In Kehm Oil Company v. Texaco, Inc., 2008 WL 2924954 (3d Cir. July 31, 2008), the Third Circuit held that Texaco, Inc. did not violate the Petroleum Marketing Practices Act because it no longer was in a franchise relationship with the dealers who operated Texaco branded gas stations. This decision is significant because it upholds the notion that a dealer cannot claim a “franchise relationship” exists when no contractual relationship with the franchisor has existed for many years.

In this case, the dealerships, owned by the same individual, entered into numerous franchise agreements with Texaco-owned entities starting in the 1960s. The final franchise agreement was signed with Motiva Enterprises, LLC, a joint venture between Texaco and the Shell Oil Company. Shortly thereafter, Texaco merged with Chevron Corporation and, as a condition of approval for the merger, Texaco divested its interest in Motiva and licensed its brand to Motiva through June of 2006. Motiva sent a letter to the dealers in 2002 notifying them that after June of 2006 it would no longer have a license in the Texaco brand. The dealers brought suit in June of 2006, and Texaco and other defendants were granted summary judgment on the grounds that the dealers failed to sue within the PMPA’s one-year limitations period. The court also granted defendant Chevron’s motion to dismiss for lack of personal jurisdiction.

*Directions*.
- a) Reproduce the portion of the case summary that starts with "In Kehm Oil" and ends with "for many years.", substituting "Court of Appeals" for "Third Circuit".
- b) Pick up the case summary after its final sentence and write the next part.

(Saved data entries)
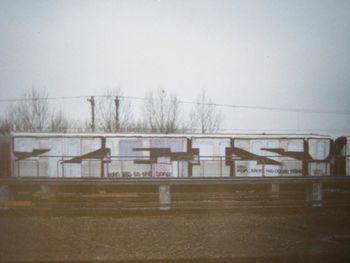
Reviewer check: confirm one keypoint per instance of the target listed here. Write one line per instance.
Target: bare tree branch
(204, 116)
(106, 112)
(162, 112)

*Responses per task*.
- a)
In Kehm Oil Company v. Texaco, Inc., 2008 WL 2924954 (3d Cir. July 31, 2008), the Court of Appeals held that Texaco, Inc. did not violate the Petroleum Marketing Practices Act because it no longer was in a franchise relationship with the dealers who operated Texaco branded gas stations. This decision is significant because it upholds the notion that a dealer cannot claim a “franchise relationship” exists when no contractual relationship with the franchisor has existed for many years.

- b)
The Third Circuit upheld the district court’s decision, finding that the dealers’ claims were untimely, because the final franchise agreement expired in 2003. Further, the court did not agree with the dealers who argued that a franchise relationship existed with Texaco until June of 2006. The court found that no franchise relationship existed because the last franchise agreement the dealers entered with Texaco expired in the 1980s. The court cited the U.S. Senate Report on the PMPA discussing what is covered by a “franchise relationship.” The court found that the Senate contemplated two specific scenarios encompassed by the term “franchise relationship,” including a scenario when a franchise agreement expires but must be renewed because the franchisee has satisfied certain conditions. The court differentiated this case from such a scenario holding that the franchise agreement did not simply expire because the last franchise agreement with Texaco had ended over 18 years ago.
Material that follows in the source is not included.